Cool Digs: New Spaces In Old Places

Imagine living in a Mediterranean Revival palace, where industrial-sized ovens baked bread for decades. Or, perhaps you'd be more at home in a Greek Revival-style church and its brick three-story Sunday school, where the city's movers and shakers routinely sought spiritual guidance. Maybe you'd prefer to end your day in a downtown 1920s office tower, where Babe Ruth reportedly hung out at the nightclub.
 
Architects and developers are doing more than just imagining it would be fun to lives in these places: They are transforming historical structures into hip, new residences.
 
Projects giving old buildings new life in Tampa and St. Petersburg include:
 
• Sanctuary Lofts and Sanctuary Suites
• The Arlington
• Victory Lofts
• Seybold Lofts
• Box Factory Lofts
• Snell Arcade
 
They all represent an adaptive re-use trend that's been gaining traction in the Tampa Bay region in recent years.
 
Visionaries Take Note
 
Pioneers in such recycling projects include husband-and-wife architects Vivian Salaga and John Tennison, who teamed with developer Russell Versaggi to transform a former church and Sunday school building into office space and residential lofts.
 
Tampa Heights Methodist Church, also known as Tyer Temple, and its Sunday school to the north, have historic and architectural significance, Salaga says. The church, completed in 1911 at 502 E. Ross Ave., was in Tampa's first suburb just northeast of downtown. Many of the city's early prominent families and political leaders prayed there, and it is one of Tampa's few remaining outstanding examples of Greek revival architecture. The Sunday school, built in 1927, was designed by architect Frank Winn, whose style graces many of Tampa's historic buildings.

========

To-do list
**1)** From the article on new homes in old buildings, return the passage from "Visionaries Take Note" to "and residential lofts.".
**2)** Answer these questions from the article on new homes in old buildings:
(a) In what decade was the downtown office tower linked to Babe Ruth built?
(b) In what year was Tampa Heights Methodist Church completed?
(c) Which architect designed the Sunday school?

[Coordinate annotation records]
========

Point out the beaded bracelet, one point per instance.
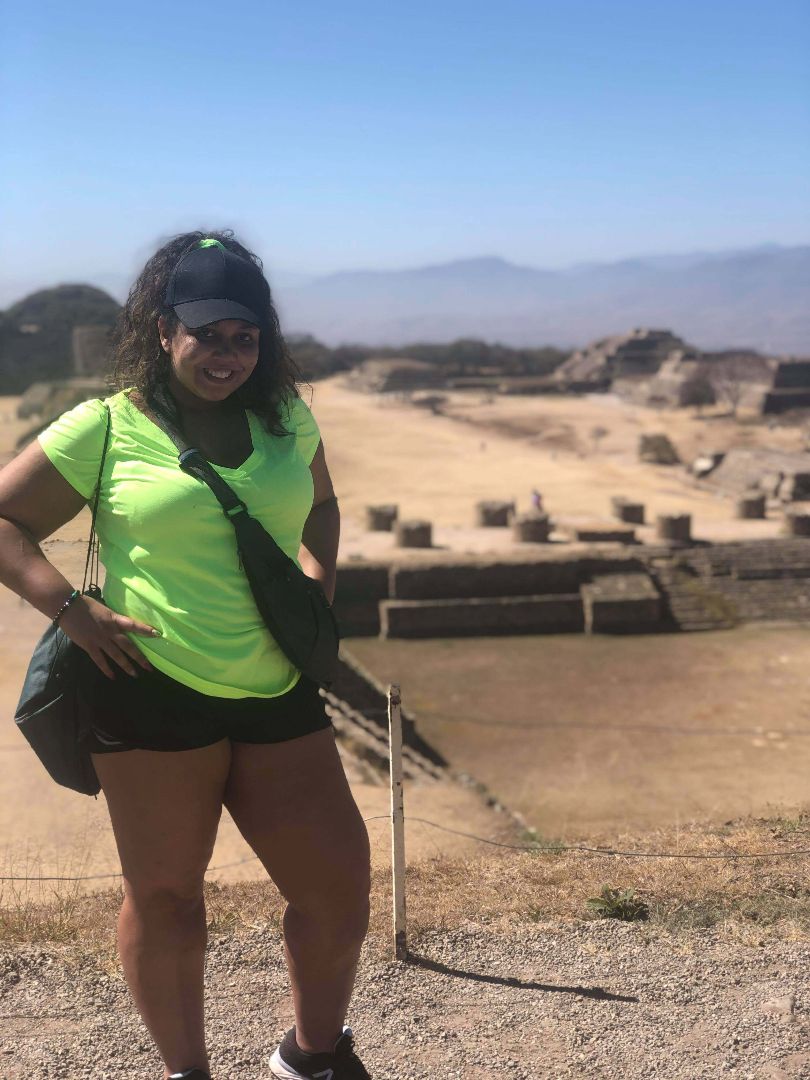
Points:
(73, 596)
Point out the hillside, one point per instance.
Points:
(757, 298)
(36, 333)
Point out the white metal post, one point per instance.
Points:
(397, 820)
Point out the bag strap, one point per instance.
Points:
(92, 559)
(193, 462)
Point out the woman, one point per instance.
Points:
(191, 704)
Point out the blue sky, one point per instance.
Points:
(359, 134)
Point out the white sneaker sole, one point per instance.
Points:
(282, 1071)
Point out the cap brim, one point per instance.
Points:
(198, 313)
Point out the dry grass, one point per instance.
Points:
(746, 900)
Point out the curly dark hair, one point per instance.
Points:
(139, 361)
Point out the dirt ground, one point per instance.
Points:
(615, 758)
(436, 468)
(588, 737)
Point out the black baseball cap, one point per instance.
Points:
(211, 283)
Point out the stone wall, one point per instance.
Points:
(693, 588)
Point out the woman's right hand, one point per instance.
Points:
(102, 633)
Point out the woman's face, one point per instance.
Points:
(211, 362)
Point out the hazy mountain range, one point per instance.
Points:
(759, 298)
(756, 297)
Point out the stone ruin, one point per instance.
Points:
(396, 375)
(655, 367)
(777, 474)
(658, 449)
(633, 355)
(91, 348)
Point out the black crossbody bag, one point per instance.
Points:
(49, 713)
(293, 606)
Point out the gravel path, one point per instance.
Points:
(590, 1000)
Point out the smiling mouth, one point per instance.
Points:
(221, 375)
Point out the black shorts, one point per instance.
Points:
(151, 711)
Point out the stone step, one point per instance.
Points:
(481, 617)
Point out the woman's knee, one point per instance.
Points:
(165, 896)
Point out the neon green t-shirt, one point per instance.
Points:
(169, 551)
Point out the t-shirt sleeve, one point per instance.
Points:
(307, 432)
(73, 444)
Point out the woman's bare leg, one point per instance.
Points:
(165, 808)
(293, 805)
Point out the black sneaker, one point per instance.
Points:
(291, 1063)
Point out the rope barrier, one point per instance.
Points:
(537, 849)
(583, 726)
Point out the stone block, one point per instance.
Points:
(751, 505)
(490, 513)
(481, 617)
(381, 518)
(603, 534)
(531, 528)
(621, 604)
(625, 510)
(797, 523)
(414, 534)
(460, 580)
(674, 527)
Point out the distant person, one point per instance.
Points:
(190, 704)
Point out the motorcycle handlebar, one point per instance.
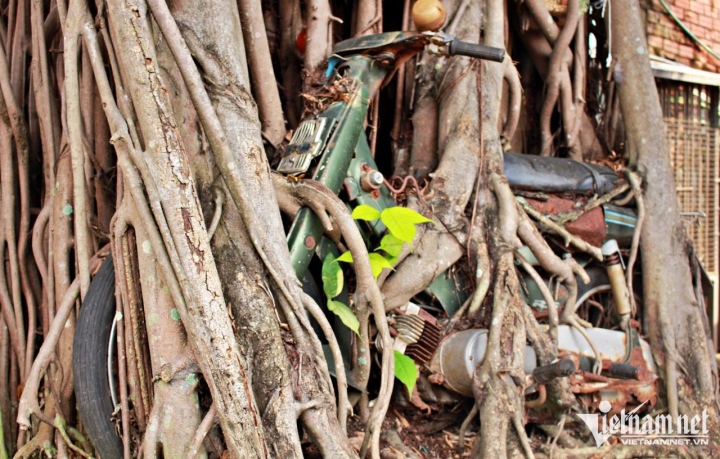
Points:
(464, 48)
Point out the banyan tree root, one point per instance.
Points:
(368, 298)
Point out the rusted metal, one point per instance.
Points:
(589, 227)
(423, 350)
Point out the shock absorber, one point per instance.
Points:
(616, 276)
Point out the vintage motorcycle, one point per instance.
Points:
(332, 148)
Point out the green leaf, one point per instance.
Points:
(378, 263)
(391, 245)
(346, 257)
(332, 277)
(345, 314)
(405, 370)
(401, 222)
(365, 212)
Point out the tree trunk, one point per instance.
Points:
(685, 352)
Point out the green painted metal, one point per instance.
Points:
(345, 155)
(340, 148)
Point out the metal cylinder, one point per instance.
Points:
(458, 356)
(616, 276)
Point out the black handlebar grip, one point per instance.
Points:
(547, 373)
(464, 48)
(625, 371)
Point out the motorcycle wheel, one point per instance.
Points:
(90, 363)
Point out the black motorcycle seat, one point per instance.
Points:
(557, 175)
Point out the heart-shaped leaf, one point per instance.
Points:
(346, 257)
(405, 370)
(378, 263)
(332, 277)
(401, 222)
(391, 245)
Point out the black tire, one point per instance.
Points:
(90, 352)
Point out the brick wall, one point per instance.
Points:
(666, 39)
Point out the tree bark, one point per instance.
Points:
(206, 321)
(668, 296)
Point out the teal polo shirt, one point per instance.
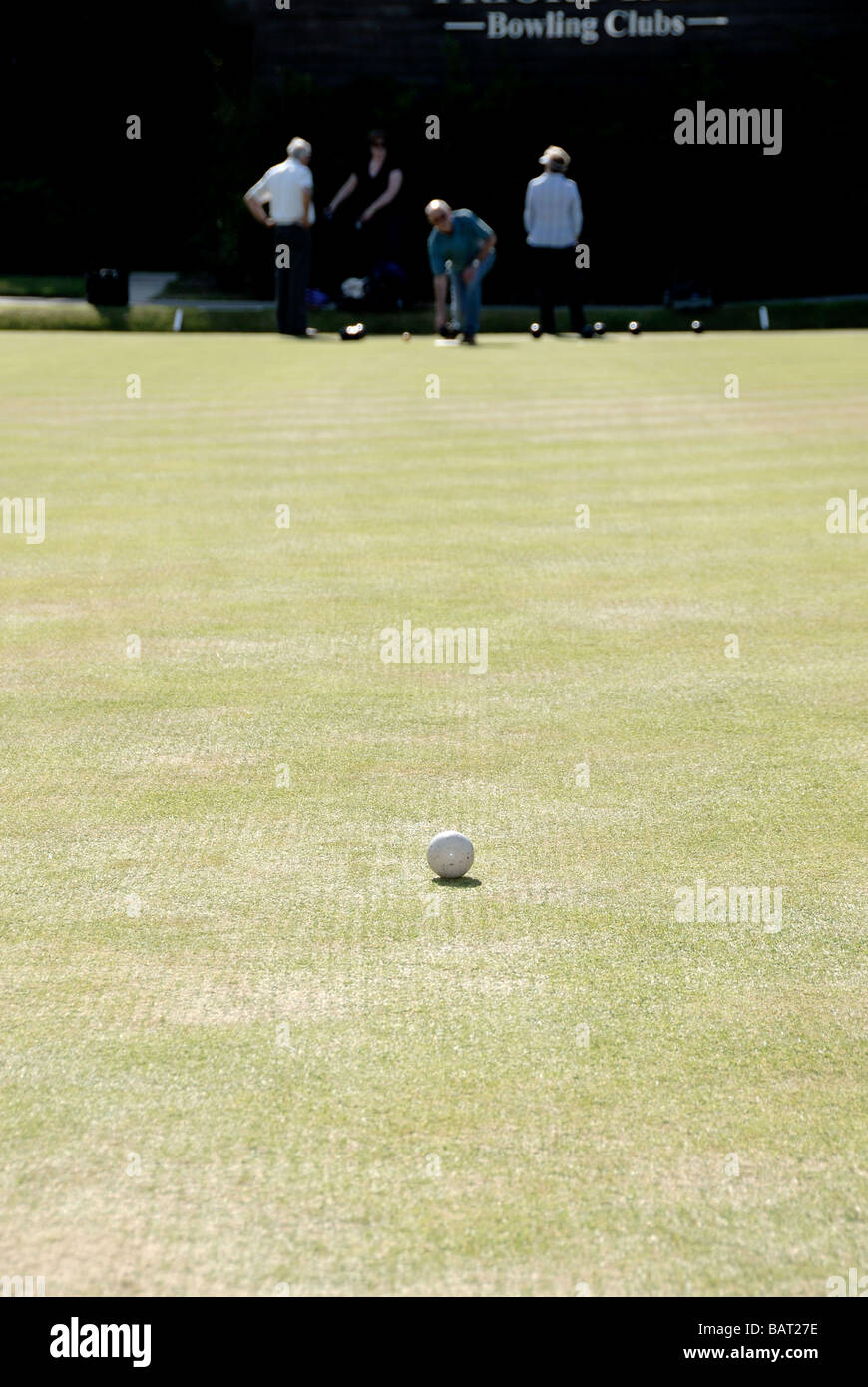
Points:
(469, 231)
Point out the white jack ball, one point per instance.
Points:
(451, 854)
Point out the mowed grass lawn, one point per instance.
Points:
(248, 1046)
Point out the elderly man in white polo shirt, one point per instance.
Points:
(554, 221)
(288, 188)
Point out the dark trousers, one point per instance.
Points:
(291, 280)
(558, 281)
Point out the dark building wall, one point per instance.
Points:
(739, 221)
(220, 85)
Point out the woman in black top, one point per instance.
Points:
(373, 189)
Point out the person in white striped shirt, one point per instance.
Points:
(554, 221)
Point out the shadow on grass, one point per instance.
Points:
(116, 319)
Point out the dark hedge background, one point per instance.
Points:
(75, 192)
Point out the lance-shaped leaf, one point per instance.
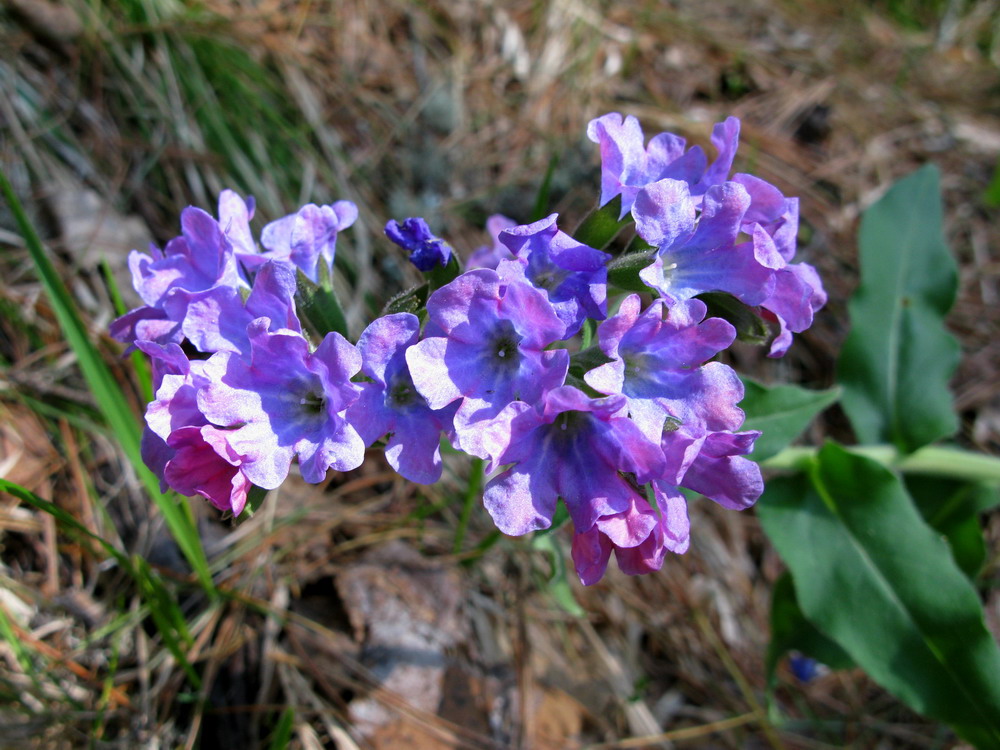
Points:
(871, 575)
(898, 358)
(781, 413)
(790, 630)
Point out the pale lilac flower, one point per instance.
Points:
(573, 275)
(488, 256)
(413, 235)
(391, 403)
(715, 465)
(570, 446)
(283, 402)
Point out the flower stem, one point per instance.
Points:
(936, 460)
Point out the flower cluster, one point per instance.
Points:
(532, 359)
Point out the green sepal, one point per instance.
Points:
(412, 301)
(440, 275)
(791, 631)
(602, 225)
(623, 271)
(584, 361)
(318, 306)
(750, 327)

========

Answers to each task
**1)**
Visionaries Take Note
 
Pioneers in such recycling projects include husband-and-wife architects Vivian Salaga and John Tennison, who teamed with developer Russell Versaggi to transform a former church and Sunday school building into office space and residential lofts.

**2)**
(a) The 1920s
(b) 1911
(c) Frank Winn